(Task directions) Rename "Output" to "Result" everywhere in the items starting with the line with "Thank you for the photo. Could you indicate the tree branch" and going on through the line with "<point>347,234</point>". Give only those lines, with everything else left unchanged.
━━━ Exercise data ━━━
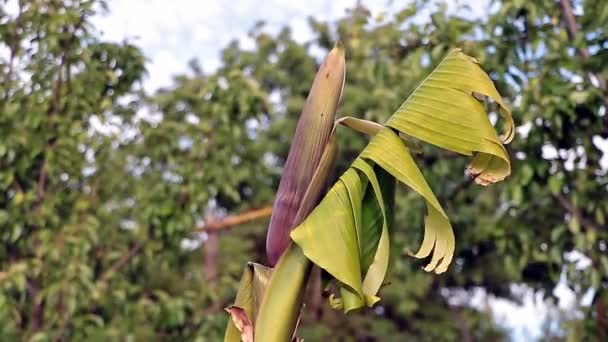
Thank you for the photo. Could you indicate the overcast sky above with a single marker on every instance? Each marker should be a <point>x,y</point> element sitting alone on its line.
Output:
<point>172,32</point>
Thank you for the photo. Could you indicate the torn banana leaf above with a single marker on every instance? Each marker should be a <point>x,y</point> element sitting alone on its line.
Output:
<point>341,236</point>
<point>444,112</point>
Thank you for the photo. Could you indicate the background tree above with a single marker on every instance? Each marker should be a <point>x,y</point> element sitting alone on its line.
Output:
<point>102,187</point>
━━━
━━━ Exercise data ━━━
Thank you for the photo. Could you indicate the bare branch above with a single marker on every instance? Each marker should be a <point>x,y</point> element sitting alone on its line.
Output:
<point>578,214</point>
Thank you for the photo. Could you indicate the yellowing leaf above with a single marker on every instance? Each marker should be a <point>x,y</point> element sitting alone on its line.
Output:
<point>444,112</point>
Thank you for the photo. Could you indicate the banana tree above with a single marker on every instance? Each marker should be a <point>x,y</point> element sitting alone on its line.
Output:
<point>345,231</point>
━━━
━━━ Exercise data ━━━
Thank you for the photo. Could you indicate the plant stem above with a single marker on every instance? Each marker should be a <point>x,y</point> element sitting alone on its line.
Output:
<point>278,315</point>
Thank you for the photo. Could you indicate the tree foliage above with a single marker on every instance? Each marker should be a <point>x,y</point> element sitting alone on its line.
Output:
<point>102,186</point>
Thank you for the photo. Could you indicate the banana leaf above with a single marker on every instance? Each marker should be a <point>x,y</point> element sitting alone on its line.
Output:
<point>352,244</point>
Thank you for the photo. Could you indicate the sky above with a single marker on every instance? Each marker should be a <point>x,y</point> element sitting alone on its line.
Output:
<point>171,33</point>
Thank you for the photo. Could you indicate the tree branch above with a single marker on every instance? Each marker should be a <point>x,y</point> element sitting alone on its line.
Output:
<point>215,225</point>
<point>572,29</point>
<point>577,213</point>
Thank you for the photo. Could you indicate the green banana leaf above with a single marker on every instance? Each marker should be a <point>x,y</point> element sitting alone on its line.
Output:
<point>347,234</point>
━━━
(Solution for this task)
Thank you for the photo. Could you indicate the tree branch above with a single marker on every instance? Each marker should be a <point>x,y</point> element sitting alone on its line.
Result:
<point>215,225</point>
<point>572,29</point>
<point>577,213</point>
Thank you for the photo. Could you indicate the green banana leaf above with a single marker on every instance? Each marker should be a <point>x,y</point> element sitting alone on its line.
Result:
<point>347,234</point>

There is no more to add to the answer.